Your goal:
Read the records beneath this task and copy every line that contains the string "side".

Available data:
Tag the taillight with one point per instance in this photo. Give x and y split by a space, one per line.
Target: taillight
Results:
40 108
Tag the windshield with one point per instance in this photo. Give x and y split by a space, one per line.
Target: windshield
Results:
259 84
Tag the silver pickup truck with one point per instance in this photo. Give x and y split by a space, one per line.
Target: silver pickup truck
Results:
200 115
---
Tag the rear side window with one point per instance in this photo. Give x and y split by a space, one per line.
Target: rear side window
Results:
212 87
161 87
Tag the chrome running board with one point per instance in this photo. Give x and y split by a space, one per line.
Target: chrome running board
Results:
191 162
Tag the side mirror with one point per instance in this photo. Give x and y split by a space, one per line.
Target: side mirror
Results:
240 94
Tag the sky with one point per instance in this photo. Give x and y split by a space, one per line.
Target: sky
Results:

Answer space:
Tag the rear side window with one point per instance in this photo. Give x and y split by a space, one per line.
Target: rear side window
Tag the side mirror with one point per instance in this photo. Give x and y split by a space, one per line.
Target: side mirror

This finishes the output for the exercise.